[Natural language region descriptions]
=-=-=
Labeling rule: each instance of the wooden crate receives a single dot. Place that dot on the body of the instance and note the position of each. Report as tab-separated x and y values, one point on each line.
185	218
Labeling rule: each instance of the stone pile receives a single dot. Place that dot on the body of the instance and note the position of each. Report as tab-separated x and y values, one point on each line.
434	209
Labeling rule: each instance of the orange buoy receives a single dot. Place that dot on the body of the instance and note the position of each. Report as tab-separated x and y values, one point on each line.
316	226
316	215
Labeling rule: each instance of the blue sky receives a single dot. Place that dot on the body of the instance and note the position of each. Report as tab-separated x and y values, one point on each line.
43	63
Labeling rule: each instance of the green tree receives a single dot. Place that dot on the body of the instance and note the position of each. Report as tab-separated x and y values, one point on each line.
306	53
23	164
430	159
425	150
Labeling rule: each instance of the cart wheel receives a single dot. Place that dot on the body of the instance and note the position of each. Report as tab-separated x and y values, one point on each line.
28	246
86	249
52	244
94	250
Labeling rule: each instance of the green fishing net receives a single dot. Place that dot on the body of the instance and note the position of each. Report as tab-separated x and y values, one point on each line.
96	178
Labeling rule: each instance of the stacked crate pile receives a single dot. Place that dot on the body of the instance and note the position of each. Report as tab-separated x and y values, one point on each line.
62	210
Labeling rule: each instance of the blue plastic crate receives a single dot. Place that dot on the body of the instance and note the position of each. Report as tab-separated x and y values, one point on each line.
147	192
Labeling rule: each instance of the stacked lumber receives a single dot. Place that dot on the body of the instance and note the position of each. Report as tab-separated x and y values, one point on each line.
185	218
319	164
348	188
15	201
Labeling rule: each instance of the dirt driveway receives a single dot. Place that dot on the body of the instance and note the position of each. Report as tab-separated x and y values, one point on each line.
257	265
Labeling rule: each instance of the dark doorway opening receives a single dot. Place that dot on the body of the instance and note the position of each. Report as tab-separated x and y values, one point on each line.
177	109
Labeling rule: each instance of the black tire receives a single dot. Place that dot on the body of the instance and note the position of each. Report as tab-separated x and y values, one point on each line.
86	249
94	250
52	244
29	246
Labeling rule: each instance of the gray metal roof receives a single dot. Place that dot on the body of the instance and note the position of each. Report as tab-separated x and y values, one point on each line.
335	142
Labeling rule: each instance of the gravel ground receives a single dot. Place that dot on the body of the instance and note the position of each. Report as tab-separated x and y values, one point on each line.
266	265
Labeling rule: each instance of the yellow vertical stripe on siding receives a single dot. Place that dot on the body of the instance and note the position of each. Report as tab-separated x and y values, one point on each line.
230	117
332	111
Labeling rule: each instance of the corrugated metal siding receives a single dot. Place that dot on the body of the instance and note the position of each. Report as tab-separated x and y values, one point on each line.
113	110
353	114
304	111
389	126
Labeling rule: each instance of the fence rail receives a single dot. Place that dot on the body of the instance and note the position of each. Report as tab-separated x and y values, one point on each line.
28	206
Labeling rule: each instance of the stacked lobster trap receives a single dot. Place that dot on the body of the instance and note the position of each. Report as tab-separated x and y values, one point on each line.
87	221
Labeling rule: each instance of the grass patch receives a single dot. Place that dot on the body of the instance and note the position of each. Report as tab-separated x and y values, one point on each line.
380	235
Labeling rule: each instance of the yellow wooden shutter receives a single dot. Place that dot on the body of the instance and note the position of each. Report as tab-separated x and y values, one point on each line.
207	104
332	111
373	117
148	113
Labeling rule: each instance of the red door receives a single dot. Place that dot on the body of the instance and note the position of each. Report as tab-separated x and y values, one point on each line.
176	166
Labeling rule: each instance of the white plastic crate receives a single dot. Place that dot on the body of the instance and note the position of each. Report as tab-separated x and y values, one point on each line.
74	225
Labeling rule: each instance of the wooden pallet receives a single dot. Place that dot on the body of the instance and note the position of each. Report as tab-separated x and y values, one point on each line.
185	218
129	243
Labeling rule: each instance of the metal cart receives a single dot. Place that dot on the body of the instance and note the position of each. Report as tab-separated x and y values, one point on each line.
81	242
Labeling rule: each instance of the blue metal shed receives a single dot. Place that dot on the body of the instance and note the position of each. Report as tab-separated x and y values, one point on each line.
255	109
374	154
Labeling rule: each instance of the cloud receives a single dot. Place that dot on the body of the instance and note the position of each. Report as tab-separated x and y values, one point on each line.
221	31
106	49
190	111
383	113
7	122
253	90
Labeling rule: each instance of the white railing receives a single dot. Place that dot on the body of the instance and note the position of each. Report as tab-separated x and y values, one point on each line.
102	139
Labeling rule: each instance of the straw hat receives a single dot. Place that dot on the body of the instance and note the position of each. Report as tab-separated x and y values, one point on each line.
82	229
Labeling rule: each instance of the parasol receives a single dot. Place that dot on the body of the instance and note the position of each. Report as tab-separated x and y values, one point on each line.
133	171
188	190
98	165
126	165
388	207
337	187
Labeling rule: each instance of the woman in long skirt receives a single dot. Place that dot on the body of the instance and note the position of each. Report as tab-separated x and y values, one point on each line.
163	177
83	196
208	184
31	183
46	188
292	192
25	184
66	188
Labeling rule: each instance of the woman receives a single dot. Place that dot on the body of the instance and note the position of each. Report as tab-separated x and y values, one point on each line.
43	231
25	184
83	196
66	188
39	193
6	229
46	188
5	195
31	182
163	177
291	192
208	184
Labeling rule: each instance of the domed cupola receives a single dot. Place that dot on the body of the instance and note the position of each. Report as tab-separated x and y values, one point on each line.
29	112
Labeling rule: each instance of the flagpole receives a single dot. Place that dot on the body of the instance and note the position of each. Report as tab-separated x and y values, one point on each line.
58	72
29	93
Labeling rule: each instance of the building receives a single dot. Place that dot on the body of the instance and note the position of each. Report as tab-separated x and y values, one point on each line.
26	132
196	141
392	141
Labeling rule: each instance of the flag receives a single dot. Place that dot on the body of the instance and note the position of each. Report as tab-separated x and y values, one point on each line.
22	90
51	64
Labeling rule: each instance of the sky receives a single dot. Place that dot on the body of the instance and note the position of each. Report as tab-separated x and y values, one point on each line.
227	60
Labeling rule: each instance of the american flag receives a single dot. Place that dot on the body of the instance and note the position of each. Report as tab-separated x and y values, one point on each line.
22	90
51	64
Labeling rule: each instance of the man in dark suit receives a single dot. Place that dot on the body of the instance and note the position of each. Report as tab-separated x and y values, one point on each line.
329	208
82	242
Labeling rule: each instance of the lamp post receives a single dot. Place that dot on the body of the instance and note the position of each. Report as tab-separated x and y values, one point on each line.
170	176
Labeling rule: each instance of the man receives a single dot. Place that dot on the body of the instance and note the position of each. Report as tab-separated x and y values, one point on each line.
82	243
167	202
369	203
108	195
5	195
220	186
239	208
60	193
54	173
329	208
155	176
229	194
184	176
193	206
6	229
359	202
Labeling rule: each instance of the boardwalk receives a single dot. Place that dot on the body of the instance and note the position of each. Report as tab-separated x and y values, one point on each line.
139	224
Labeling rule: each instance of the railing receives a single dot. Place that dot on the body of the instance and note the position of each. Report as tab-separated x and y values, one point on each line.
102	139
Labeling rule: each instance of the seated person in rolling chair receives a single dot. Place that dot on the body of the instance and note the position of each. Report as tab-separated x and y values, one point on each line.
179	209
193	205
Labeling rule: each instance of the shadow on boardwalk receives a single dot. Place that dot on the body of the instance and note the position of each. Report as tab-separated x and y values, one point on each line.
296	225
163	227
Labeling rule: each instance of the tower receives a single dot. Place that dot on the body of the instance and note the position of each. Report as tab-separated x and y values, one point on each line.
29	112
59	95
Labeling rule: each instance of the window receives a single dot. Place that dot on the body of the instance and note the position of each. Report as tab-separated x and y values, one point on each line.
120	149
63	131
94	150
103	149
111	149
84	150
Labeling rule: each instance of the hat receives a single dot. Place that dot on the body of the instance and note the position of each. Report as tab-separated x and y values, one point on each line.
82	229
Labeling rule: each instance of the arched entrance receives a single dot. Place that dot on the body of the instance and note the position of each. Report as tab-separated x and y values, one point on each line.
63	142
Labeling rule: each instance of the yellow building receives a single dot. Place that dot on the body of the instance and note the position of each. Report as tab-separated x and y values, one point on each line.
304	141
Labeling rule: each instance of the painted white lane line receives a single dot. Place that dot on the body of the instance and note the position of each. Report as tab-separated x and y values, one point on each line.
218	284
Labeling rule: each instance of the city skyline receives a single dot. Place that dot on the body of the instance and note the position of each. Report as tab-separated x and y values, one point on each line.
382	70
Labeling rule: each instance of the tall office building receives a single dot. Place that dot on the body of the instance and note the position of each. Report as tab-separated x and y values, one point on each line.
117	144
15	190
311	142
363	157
=-=-=
WHAT IS REQUIRED → Your task is to transcribe the line containing "Labeling rule: each instance of the city" and every line after it, through the last line of the data, exactly as written and with nothing more.

FINAL ANSWER →
Labeling rule: each instance of the city skyline receives a single dot. Place that dot on the body of the instance and note the position of each. Report as tab-separated x and y values, one point on each line.
382	70
Labeling rule: each instance of the tall office building receives a single dot. Place that dot on the body of the instance and note the position of each. Report as tab-separated x and y values, one point on each line.
117	144
15	190
311	142
363	157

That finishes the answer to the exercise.